* Begin PROVIDED INFORMATION *

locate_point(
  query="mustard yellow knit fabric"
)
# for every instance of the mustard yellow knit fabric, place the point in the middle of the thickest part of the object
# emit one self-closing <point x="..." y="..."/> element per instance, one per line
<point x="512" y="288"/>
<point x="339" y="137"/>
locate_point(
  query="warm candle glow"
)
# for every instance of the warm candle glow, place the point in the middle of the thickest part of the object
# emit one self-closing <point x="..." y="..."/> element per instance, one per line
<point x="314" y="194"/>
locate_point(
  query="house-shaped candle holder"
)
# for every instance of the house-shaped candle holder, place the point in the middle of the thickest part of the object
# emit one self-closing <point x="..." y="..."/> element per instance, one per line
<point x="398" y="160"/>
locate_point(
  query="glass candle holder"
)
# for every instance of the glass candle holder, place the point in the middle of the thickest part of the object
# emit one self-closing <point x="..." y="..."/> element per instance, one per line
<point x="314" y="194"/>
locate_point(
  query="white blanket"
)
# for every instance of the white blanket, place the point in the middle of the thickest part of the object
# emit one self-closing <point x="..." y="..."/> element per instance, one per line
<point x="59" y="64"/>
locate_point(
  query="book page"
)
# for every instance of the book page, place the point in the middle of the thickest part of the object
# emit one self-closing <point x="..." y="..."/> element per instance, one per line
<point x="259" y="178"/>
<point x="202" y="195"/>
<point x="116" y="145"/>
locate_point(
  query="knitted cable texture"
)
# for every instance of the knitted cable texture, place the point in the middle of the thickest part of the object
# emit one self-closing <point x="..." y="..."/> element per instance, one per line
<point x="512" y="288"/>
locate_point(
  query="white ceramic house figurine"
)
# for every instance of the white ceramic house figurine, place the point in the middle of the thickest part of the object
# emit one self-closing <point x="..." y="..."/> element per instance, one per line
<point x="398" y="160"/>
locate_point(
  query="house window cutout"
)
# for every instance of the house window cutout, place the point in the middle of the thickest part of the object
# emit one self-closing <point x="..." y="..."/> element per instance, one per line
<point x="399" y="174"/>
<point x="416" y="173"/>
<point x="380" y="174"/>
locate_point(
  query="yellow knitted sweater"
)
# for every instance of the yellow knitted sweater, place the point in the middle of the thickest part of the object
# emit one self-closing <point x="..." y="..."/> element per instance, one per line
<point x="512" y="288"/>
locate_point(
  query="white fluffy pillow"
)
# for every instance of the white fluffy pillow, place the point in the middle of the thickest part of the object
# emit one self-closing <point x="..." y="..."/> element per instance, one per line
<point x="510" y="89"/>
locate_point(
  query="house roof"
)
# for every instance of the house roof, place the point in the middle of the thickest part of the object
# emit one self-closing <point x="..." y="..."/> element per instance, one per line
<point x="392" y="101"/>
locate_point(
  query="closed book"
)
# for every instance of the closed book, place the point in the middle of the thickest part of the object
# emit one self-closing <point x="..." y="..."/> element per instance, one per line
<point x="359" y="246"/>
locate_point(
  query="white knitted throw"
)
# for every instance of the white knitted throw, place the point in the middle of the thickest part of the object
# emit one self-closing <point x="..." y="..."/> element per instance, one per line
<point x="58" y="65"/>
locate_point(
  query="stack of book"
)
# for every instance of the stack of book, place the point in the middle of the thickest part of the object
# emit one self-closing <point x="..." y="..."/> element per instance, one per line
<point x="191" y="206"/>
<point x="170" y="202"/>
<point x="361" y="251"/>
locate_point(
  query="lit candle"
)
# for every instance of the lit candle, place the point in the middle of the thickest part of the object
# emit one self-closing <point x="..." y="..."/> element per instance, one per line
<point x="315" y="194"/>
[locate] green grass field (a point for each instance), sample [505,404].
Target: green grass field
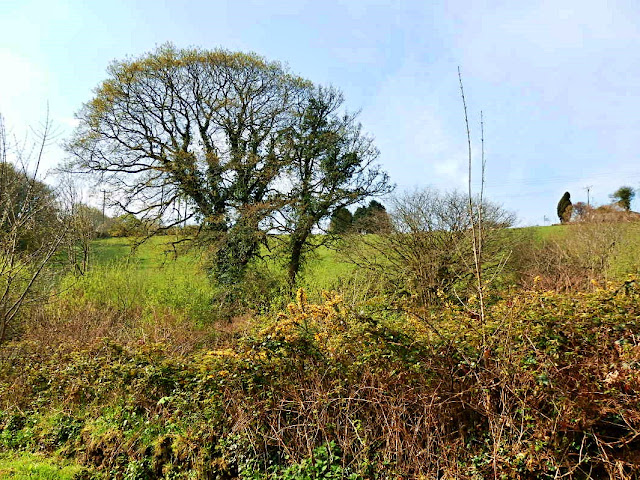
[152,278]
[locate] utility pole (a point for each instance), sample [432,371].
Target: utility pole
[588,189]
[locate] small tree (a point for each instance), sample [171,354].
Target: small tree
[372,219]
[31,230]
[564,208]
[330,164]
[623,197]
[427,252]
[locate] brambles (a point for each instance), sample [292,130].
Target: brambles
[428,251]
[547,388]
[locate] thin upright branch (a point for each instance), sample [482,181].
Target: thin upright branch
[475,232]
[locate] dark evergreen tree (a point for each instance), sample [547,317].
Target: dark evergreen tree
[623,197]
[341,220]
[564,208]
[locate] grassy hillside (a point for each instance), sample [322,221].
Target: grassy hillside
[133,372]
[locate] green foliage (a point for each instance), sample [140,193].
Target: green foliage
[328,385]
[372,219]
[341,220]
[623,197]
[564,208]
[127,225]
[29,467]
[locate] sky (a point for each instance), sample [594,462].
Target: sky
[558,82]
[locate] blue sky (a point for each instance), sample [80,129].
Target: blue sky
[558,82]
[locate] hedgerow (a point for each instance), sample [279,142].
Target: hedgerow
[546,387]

* End PROVIDED INFORMATION *
* Begin PROVIDED INFORMATION *

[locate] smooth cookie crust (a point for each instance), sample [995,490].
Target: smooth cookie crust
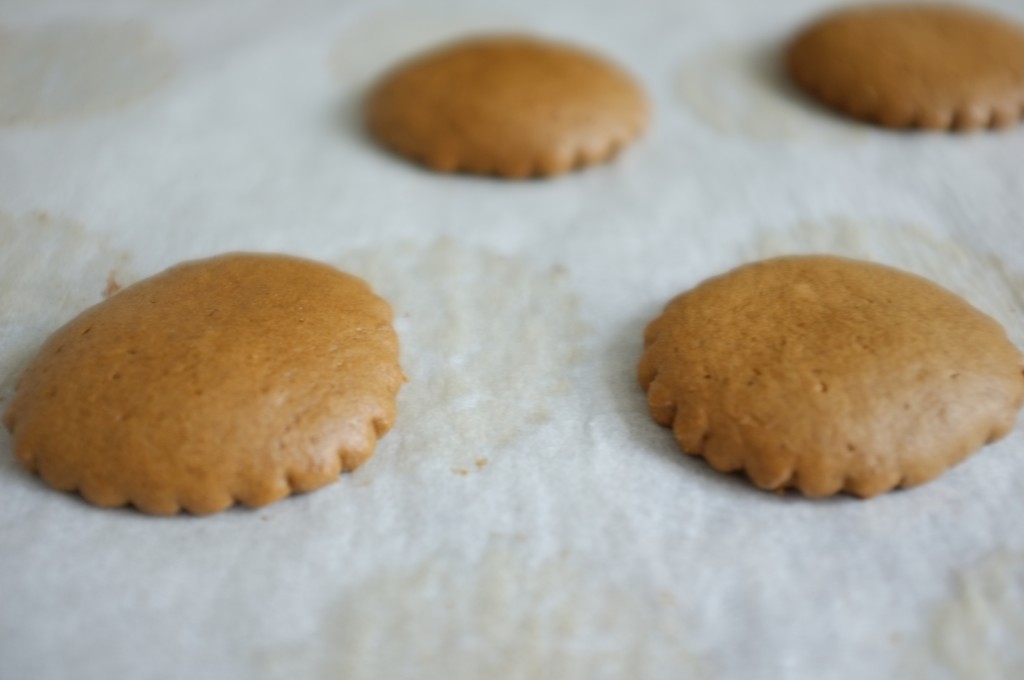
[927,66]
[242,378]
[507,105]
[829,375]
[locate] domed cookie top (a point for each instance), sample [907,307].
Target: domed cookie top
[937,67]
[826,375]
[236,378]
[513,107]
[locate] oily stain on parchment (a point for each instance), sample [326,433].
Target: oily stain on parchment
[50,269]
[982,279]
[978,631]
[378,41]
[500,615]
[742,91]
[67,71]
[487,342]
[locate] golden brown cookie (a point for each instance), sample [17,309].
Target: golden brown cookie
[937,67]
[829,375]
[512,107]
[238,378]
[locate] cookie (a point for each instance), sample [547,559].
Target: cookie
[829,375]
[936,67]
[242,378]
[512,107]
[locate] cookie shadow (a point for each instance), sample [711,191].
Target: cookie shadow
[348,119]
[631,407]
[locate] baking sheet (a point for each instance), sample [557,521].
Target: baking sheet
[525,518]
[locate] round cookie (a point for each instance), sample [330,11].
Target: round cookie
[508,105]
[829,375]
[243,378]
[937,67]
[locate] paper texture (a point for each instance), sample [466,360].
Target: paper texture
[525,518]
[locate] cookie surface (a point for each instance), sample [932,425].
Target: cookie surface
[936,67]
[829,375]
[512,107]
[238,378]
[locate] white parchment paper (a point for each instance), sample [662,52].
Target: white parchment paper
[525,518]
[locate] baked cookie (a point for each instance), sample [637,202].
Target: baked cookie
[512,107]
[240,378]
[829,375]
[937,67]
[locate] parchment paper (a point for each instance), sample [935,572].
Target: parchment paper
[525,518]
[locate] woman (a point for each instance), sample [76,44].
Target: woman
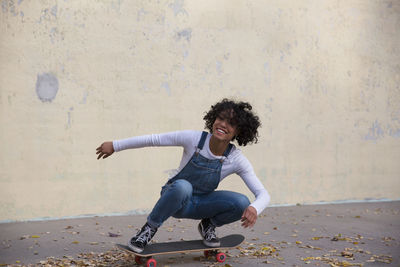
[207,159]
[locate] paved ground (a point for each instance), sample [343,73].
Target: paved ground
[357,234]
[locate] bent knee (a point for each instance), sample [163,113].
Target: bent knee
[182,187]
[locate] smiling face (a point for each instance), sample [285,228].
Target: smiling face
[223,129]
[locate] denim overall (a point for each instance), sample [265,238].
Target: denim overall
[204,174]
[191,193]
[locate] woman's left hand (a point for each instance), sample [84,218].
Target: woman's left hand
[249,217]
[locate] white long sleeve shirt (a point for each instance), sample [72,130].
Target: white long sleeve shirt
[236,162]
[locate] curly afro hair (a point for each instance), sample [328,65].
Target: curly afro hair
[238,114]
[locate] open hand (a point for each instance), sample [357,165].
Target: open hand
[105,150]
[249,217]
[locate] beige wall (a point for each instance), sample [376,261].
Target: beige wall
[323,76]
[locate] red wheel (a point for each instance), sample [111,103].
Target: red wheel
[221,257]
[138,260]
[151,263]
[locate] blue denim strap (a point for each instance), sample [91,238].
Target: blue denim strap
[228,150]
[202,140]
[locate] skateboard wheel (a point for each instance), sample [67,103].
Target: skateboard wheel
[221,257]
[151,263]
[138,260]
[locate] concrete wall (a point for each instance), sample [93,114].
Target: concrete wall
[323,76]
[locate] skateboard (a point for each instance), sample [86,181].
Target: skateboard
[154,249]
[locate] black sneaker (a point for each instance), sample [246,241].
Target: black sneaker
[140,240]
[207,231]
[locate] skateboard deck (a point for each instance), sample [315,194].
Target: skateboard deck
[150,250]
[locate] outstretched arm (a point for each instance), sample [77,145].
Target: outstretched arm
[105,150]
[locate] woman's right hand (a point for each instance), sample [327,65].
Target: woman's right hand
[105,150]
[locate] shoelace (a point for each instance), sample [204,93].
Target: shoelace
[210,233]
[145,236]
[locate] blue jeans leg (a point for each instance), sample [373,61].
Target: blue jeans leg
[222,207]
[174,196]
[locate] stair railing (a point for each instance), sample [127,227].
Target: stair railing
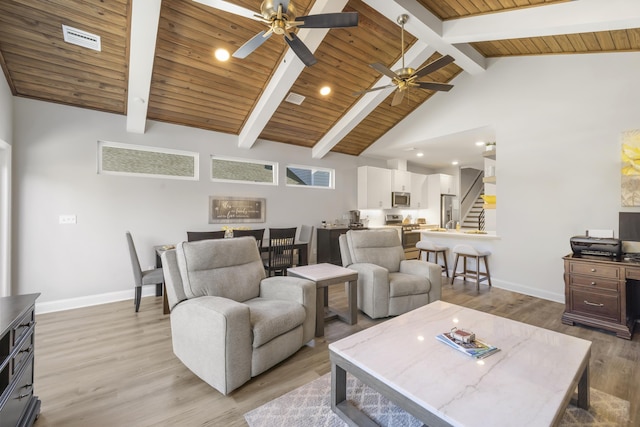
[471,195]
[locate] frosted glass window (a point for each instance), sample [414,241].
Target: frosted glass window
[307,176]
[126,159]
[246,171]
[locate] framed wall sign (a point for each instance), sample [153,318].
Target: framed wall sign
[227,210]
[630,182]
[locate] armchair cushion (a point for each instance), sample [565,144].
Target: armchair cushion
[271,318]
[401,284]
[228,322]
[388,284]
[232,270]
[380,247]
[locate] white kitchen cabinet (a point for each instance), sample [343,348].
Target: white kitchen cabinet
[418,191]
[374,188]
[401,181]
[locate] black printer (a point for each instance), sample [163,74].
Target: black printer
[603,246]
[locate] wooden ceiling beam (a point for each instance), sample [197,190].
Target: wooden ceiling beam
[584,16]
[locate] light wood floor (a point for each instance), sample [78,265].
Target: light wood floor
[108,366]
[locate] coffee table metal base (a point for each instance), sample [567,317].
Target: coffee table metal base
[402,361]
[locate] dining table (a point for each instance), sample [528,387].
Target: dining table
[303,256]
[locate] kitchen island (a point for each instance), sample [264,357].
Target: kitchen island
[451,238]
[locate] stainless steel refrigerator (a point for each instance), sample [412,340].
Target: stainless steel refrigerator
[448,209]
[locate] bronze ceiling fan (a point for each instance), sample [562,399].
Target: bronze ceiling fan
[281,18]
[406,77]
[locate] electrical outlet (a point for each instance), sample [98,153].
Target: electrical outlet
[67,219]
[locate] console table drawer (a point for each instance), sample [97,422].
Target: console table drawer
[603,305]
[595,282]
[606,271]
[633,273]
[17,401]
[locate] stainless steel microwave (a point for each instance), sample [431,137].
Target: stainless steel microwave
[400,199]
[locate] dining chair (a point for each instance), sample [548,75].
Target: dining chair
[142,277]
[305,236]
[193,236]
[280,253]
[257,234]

* End PROVIDED INFORMATION *

**YOUR INSTRUCTIONS**
Count the lines in the rows that contain the word "sweater", treating uppercase and lowercase as different, and give only the number.

**THE RESULT**
2